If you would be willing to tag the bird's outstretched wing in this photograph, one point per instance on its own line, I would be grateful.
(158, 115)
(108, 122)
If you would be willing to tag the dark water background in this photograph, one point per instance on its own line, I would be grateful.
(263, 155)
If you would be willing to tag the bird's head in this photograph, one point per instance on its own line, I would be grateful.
● ● ● ● ●
* _GIVEN REQUEST_: Please rewrite the entries from the line with "If you would be willing to tag the dark" through the last line, changing "grateful" to "thankful" and keeping everything else the same.

* _RESPONSE FOR THIS EXERCISE_:
If you would be willing to tag the dark water background in this photograph, one point per instance on its own line, I would be thankful.
(263, 155)
If you would be willing to tag the bird's head in this photograph, one point per instance on its own line, I would be thankful.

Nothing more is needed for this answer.